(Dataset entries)

## start

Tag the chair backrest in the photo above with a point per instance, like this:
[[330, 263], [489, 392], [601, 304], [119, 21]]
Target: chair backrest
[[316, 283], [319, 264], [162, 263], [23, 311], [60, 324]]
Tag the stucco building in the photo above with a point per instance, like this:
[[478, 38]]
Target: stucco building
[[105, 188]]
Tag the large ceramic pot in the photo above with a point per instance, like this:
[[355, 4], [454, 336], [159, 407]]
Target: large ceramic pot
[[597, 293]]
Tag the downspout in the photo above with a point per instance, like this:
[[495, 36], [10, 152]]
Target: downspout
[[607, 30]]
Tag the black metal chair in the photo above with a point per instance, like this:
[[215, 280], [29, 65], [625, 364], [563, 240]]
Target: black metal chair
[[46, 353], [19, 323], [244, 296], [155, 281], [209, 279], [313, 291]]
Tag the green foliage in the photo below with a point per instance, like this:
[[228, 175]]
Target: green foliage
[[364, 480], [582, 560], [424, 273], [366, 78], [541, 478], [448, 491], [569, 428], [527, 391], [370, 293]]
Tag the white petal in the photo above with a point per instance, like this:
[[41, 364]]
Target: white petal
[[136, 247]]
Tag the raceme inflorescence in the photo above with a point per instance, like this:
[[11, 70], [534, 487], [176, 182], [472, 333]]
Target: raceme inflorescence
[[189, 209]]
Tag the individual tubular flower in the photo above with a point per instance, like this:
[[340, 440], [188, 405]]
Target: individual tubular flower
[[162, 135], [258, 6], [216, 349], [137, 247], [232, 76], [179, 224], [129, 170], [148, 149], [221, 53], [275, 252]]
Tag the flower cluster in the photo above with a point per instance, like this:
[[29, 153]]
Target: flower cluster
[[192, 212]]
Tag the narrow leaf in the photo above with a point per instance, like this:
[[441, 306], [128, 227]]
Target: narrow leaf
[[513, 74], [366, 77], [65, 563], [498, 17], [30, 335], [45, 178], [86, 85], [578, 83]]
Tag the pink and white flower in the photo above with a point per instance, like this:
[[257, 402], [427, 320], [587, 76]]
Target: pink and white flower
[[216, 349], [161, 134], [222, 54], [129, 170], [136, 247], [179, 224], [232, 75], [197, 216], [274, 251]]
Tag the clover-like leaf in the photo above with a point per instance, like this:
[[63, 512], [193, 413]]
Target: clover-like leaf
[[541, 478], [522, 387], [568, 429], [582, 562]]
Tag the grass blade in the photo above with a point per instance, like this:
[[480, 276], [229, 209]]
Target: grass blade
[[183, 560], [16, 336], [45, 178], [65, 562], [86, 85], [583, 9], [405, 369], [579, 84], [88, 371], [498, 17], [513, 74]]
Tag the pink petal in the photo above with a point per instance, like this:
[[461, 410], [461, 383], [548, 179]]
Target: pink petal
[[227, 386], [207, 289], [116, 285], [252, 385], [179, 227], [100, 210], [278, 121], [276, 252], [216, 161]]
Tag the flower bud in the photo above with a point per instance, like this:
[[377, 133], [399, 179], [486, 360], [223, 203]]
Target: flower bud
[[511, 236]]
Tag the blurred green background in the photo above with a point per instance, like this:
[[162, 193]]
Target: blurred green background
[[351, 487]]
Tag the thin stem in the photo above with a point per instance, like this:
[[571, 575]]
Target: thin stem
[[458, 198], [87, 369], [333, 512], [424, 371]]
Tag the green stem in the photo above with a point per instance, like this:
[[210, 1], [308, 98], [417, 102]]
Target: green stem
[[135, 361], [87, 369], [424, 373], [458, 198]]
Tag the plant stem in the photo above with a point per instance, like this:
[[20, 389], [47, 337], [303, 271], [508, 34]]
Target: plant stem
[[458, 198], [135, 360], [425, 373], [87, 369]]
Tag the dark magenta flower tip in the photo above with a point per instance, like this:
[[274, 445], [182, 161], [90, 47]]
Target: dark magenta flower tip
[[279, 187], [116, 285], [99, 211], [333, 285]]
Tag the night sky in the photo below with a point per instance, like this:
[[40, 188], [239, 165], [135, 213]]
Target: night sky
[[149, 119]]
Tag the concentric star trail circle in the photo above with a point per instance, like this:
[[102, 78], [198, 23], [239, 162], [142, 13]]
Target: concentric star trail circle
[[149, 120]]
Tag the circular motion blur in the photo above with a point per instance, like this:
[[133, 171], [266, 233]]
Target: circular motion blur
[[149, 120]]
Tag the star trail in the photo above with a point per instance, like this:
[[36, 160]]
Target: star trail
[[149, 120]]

## end

* STATED PROBLEM *
Can you reproduce only the lines starting with the one that contains "Tag the raceme" and going on through the one that contains "[[192, 212]]", both included, with every point coordinate in the answers scaled by 2.3 and rounded to a whole number (halves up)? Leave the requests and their format samples unchanged.

* ANSWER TO THIS EXERCISE *
Tag the raceme inflorescence in the photo above with a point per instance, like this:
[[11, 70], [534, 487], [176, 182], [472, 333]]
Target: raceme inflorescence
[[435, 481]]
Tag the individual tubular flower in the photo above with a point per instance, like this:
[[340, 440], [188, 405]]
Target: individual tubular flower
[[373, 311], [593, 14], [497, 803], [315, 568], [534, 175], [412, 515], [297, 391], [340, 343], [508, 122], [633, 580]]
Tag the flower cluster in the photo above with a point per instance, like this:
[[29, 153]]
Target: flower cluster
[[442, 488]]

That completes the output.